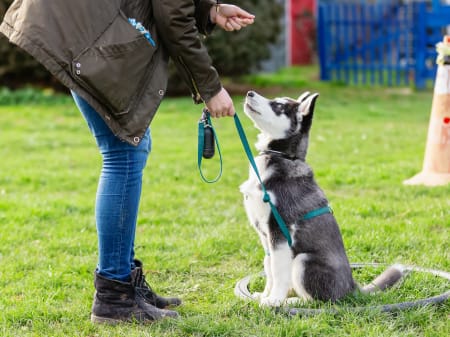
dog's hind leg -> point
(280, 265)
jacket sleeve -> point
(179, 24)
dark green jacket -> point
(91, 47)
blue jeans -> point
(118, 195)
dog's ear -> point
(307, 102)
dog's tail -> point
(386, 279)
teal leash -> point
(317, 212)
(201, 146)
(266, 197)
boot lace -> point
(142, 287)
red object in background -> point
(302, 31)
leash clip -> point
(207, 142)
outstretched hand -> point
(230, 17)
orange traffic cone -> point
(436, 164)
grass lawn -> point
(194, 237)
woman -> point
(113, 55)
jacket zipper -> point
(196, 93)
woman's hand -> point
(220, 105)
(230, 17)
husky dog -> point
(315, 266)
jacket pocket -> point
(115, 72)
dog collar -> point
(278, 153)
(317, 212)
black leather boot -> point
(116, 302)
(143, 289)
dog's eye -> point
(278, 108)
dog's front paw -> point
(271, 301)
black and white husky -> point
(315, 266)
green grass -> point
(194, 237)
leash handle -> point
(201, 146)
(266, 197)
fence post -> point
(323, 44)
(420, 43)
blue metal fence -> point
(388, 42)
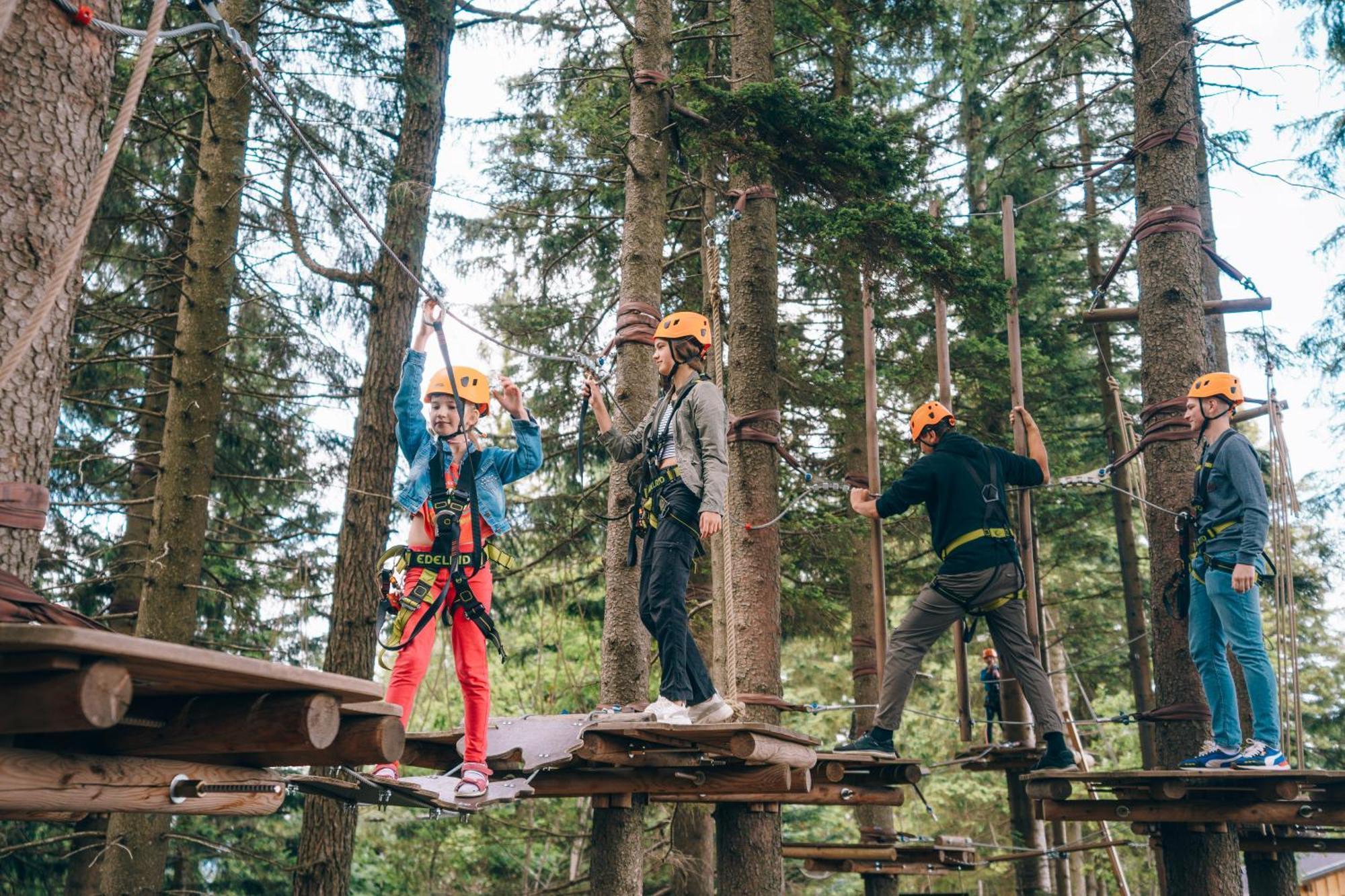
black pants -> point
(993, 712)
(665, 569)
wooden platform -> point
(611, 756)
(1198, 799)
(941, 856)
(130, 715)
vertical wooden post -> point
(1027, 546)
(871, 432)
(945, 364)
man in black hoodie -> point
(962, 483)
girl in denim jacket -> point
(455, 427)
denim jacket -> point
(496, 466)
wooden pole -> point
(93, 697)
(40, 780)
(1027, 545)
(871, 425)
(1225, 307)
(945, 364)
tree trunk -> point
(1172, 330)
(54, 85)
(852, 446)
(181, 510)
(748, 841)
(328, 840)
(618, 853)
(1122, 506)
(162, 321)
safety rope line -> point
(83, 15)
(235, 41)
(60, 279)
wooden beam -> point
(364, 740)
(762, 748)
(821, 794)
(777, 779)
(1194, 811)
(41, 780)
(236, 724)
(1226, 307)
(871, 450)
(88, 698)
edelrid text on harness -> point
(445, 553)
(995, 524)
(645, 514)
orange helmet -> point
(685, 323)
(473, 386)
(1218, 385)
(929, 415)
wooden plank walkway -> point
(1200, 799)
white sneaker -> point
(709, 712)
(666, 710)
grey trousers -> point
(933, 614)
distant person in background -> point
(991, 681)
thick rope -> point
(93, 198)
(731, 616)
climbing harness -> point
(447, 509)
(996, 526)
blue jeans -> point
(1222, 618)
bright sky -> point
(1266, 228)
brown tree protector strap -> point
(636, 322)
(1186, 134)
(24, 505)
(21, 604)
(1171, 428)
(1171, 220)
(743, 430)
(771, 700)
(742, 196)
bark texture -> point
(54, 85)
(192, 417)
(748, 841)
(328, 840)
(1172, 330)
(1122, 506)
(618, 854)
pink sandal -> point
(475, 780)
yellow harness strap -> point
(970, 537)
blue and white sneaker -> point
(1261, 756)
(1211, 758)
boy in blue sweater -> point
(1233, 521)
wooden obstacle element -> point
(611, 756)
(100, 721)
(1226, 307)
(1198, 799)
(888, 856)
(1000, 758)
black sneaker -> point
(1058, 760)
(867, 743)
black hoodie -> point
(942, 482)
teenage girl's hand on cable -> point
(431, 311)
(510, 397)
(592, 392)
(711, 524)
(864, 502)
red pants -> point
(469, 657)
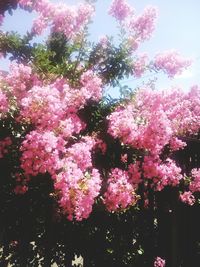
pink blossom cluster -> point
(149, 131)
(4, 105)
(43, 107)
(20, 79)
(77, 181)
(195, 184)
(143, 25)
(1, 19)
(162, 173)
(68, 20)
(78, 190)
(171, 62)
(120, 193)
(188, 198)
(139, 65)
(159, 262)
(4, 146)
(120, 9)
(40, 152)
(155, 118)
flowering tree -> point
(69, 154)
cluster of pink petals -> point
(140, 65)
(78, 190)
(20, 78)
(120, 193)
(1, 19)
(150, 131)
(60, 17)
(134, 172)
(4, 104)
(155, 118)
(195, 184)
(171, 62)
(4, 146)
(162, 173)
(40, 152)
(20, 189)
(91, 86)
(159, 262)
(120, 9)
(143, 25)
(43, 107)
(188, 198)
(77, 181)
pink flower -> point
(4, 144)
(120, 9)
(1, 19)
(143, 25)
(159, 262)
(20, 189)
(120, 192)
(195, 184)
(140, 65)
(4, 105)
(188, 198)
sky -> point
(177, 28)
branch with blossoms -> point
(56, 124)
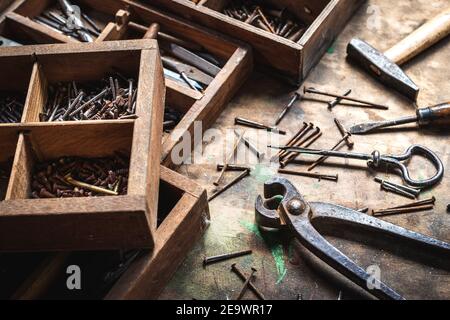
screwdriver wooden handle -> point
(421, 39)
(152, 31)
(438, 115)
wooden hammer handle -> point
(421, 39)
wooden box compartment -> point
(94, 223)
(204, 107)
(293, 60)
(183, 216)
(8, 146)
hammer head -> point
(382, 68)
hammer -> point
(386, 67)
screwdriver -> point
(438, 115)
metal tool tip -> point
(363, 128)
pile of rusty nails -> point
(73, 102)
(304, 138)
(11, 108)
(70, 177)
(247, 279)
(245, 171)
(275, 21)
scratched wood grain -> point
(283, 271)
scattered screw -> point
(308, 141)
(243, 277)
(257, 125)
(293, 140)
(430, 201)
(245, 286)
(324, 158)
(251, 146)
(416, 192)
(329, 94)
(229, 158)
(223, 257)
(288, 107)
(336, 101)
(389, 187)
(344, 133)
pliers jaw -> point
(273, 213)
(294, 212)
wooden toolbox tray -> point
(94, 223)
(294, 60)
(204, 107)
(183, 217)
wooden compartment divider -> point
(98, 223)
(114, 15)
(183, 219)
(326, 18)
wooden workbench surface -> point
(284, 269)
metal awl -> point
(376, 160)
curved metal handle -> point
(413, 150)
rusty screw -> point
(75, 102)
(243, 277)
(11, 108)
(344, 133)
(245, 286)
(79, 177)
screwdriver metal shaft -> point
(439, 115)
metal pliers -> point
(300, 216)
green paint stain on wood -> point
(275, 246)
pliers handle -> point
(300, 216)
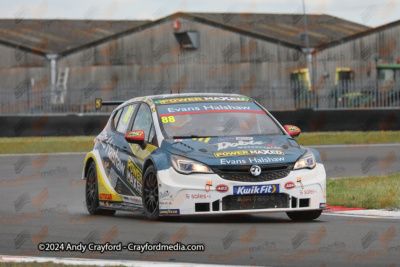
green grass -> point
☆ ☆ ☆ ☆
Exercise goal: Copy the material above with "green grass" switched to "lawn grass" wherever it occurs, keeping everything else unchanged. Leave the pictures out of your copy.

Solution to this exercise:
dog's hind leg -> point
(280, 265)
jacket sleeve -> point
(179, 24)
dark green jacket -> point
(91, 47)
blue jeans -> point
(118, 195)
dog's ear -> point
(307, 102)
dog's tail -> point
(386, 279)
teal leash -> point
(317, 212)
(201, 146)
(266, 197)
boot lace -> point
(142, 287)
red object in background -> point
(302, 31)
leash clip -> point
(207, 142)
outstretched hand -> point
(230, 17)
orange traffic cone -> point
(436, 164)
grass lawn -> point
(194, 237)
woman -> point
(113, 55)
jacket zipper -> point
(196, 93)
woman's hand -> point
(220, 105)
(230, 17)
husky dog -> point
(315, 266)
jacket pocket -> point
(115, 72)
dog collar -> point
(278, 153)
(317, 212)
black leather boot -> point
(116, 302)
(143, 289)
dog's eye -> point
(278, 108)
dog's front paw -> point
(271, 301)
black and white husky -> point
(315, 266)
lawn grass -> point
(194, 237)
leash handle -> point
(201, 146)
(266, 197)
fence post -> point
(323, 44)
(420, 43)
blue metal fence -> point
(388, 42)
black pants -> point
(993, 712)
(665, 569)
wooden platform -> point
(611, 756)
(1198, 799)
(941, 856)
(130, 715)
vertical wooden post -> point
(1027, 546)
(871, 432)
(945, 364)
man in black hoodie -> point
(962, 483)
girl in denim jacket -> point
(455, 427)
denim jacket -> point
(496, 466)
wooden pole -> point
(93, 697)
(40, 780)
(1027, 545)
(871, 425)
(1225, 307)
(945, 364)
tree trunk -> point
(1172, 330)
(54, 85)
(852, 446)
(181, 510)
(748, 841)
(328, 840)
(618, 853)
(1122, 506)
(162, 321)
safety rope line -> point
(83, 15)
(235, 41)
(60, 279)
wooden beam -> point
(364, 740)
(762, 748)
(821, 794)
(777, 779)
(1194, 811)
(41, 780)
(236, 724)
(1226, 307)
(871, 450)
(88, 698)
edelrid text on harness -> point
(445, 553)
(995, 524)
(645, 514)
orange helmet -> point
(685, 323)
(473, 386)
(1218, 385)
(929, 415)
wooden plank walkway -> point
(1200, 799)
white sneaker -> point
(709, 712)
(666, 710)
grey trousers -> point
(933, 614)
distant person in background -> point
(991, 681)
thick rope -> point
(93, 198)
(731, 616)
climbing harness -> point
(447, 509)
(996, 526)
blue jeans -> point
(1222, 618)
bright sky -> point
(1266, 228)
brown tree protector strap -> point
(636, 322)
(1186, 134)
(24, 505)
(21, 604)
(1171, 428)
(1171, 220)
(743, 430)
(771, 700)
(742, 196)
bark texture -> point
(54, 85)
(192, 417)
(748, 841)
(328, 840)
(1172, 330)
(1122, 506)
(618, 854)
pink sandal -> point
(475, 780)
yellow harness strap -> point
(970, 537)
blue and white sneaker -> point
(1261, 756)
(1211, 758)
boy in blue sweater -> point
(1233, 521)
wooden obstacle element -> point
(611, 756)
(100, 721)
(1226, 307)
(1198, 799)
(888, 856)
(1000, 758)
black sneaker -> point
(1058, 760)
(867, 743)
black hoodie -> point
(942, 482)
teenage girl's hand on cable -> point
(431, 311)
(510, 397)
(592, 392)
(711, 524)
(864, 502)
red pants -> point
(469, 657)
pink blossom cluster -> point
(149, 131)
(4, 105)
(43, 107)
(20, 79)
(77, 181)
(195, 184)
(143, 25)
(1, 19)
(162, 173)
(68, 20)
(78, 190)
(171, 62)
(120, 193)
(188, 198)
(139, 65)
(159, 262)
(4, 146)
(120, 9)
(40, 152)
(155, 118)
flowering tree -> point
(69, 154)
cluster of pink petals -> point
(140, 65)
(78, 190)
(20, 78)
(120, 193)
(1, 19)
(150, 131)
(60, 17)
(134, 172)
(4, 104)
(155, 118)
(195, 184)
(171, 62)
(4, 146)
(162, 173)
(40, 152)
(20, 189)
(91, 86)
(159, 262)
(120, 9)
(143, 25)
(43, 107)
(188, 198)
(77, 181)
pink flower -> point
(4, 144)
(120, 9)
(1, 19)
(143, 25)
(159, 262)
(20, 189)
(120, 192)
(195, 184)
(140, 65)
(4, 105)
(188, 198)
sky -> point
(177, 28)
branch with blossoms -> point
(56, 124)
screwdriver wooden handle -> point
(421, 39)
(152, 31)
(438, 115)
wooden hammer handle -> point
(421, 39)
wooden box compartment -> point
(94, 223)
(204, 107)
(293, 60)
(183, 216)
(8, 146)
hammer head -> point
(382, 68)
hammer -> point
(386, 67)
screwdriver -> point
(438, 115)
metal tool tip -> point
(363, 128)
pile of rusty nails -> point
(73, 102)
(304, 138)
(11, 108)
(70, 177)
(247, 279)
(245, 171)
(275, 21)
scratched wood grain -> point
(283, 271)
scattered screw -> point
(308, 141)
(243, 277)
(257, 125)
(293, 140)
(430, 201)
(245, 286)
(324, 158)
(251, 146)
(416, 192)
(329, 94)
(229, 158)
(223, 257)
(288, 107)
(336, 101)
(389, 187)
(344, 133)
pliers jaw -> point
(273, 213)
(294, 212)
wooden toolbox tray -> point
(94, 223)
(294, 60)
(204, 107)
(183, 217)
wooden compartment divider -> point
(98, 223)
(114, 15)
(183, 219)
(326, 18)
wooden workbench surface -> point
(284, 269)
metal awl -> point
(376, 160)
curved metal handle -> point
(413, 150)
rusty screw -> point
(75, 102)
(243, 277)
(11, 108)
(344, 133)
(245, 286)
(79, 177)
screwdriver metal shaft -> point
(439, 115)
metal pliers -> point
(300, 216)
green paint stain on wood -> point
(275, 246)
pliers handle -> point
(300, 216)
lawn grass -> point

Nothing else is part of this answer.